したがって、破滅的な未来を避けるためには、持続可能で成長に依存しない経済を目指す必要があります。

そのために必要なシステムが、「コモンズ」です。

成長に依存した経済では、真に持続可能な社会は築けない

「循環型社会 = 持続可能な社会」

と捉えられる風潮があります。

しかし、私たちは循環型社会の実現は必要だが、それだけでは足りないと考えています。

というのも、物質循環で賄えるのは、最大でも既存の需要と同程度の量であり、増加分は新しい資源を必要とするからです。

ましてや、際限のない指数関数的な物質消費を賄うことは不可能であり、持続可能な社会の実現において決定的要因とはならないのです。

真に持続可能な社会が実現されるためには、指数関数的な物質消費を全てのセクターでやめなければなりません。

つまり、成長に依存しない社会を実現しなければならないということです。

成長に依存しない持続可能な社会に必要なシステムが「コモンズ」

では、成長に依存しない社会とはどのようなものでしょうか?

そのヒントは、現在の資本主義社会の形成にあります。

工業化以前の社会には、世界中の至る所に豊かな自然環境や地域コミュニティといった「コモンズ」が存在し、持続可能な社会が営まれていました。

しかし、力を持った個人や団体によるコモンズの囲い込みによって、市民は持続可能な社会を営めなくなりました。

----

• 取り組む課題
1. 本文に基づいて、次の問いに答えてください。
(a) 物質循環で賄えるのは、最大でもどの程度の量か。
(b) 工業化以前の社会に存在した「コモンズ」として、どのようなものが挙げられているか。
(c) 市民が持続可能な社会を営めなくなった原因は何か。
2. 本文のうち、「したがって、破滅的な未来を避」から「い資源を必要とするからです。」までの部分を一字も変えずに書き写してください。

データ項目:
----

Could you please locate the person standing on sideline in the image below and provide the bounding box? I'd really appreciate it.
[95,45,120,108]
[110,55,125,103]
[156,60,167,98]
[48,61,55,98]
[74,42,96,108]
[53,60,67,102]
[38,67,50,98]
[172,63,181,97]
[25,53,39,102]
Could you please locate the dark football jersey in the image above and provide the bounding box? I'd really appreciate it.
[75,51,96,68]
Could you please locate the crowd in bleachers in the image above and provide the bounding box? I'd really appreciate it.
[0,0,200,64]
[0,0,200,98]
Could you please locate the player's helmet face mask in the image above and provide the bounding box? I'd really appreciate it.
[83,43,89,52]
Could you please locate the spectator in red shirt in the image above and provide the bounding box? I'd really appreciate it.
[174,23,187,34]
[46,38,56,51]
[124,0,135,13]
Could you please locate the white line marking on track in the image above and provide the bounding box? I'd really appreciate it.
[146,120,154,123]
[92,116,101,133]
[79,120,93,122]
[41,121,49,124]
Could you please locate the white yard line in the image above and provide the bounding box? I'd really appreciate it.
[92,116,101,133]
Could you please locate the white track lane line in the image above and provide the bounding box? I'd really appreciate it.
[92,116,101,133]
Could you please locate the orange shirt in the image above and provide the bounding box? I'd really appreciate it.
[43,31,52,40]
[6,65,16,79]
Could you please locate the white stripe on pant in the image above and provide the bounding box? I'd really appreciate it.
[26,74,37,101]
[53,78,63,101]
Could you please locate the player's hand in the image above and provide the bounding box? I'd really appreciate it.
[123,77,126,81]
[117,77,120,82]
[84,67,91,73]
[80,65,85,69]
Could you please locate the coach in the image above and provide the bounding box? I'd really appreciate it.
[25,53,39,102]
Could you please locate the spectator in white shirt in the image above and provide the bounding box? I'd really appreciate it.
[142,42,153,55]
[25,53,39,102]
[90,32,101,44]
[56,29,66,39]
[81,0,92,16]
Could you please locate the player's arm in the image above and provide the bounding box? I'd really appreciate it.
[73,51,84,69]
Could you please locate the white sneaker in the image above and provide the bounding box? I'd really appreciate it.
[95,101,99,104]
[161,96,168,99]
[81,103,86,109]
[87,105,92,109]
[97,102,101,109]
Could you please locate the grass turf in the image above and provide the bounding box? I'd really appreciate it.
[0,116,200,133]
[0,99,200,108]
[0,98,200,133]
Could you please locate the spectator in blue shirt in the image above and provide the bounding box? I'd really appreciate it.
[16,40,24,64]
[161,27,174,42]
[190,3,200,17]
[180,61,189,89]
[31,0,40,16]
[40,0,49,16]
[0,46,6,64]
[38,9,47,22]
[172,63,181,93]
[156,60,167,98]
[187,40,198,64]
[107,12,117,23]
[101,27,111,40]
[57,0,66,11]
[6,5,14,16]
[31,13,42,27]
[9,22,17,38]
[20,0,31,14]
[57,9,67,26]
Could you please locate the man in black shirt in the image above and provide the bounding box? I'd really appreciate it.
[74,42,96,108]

----

• 課題別の結果
1.
(a) 既存の需要と同程度の量
(b) 豊かな自然環境や地域コミュニティ
(c) 力を持った個人や団体によるコモンズの囲い込み

2.
したがって、破滅的な未来を避けるためには、持続可能で成長に依存しない経済を目指す必要があります。

そのために必要なシステムが、「コモンズ」です。

成長に依存した経済では、真に持続可能な社会は築けない

「循環型社会 = 持続可能な社会」

と捉えられる風潮があります。

しかし、私たちは循環型社会の実現は必要だが、それだけでは足りないと考えています。

というのも、物質循環で賄えるのは、最大でも既存の需要と同程度の量であり、増加分は新しい資源を必要とするからです。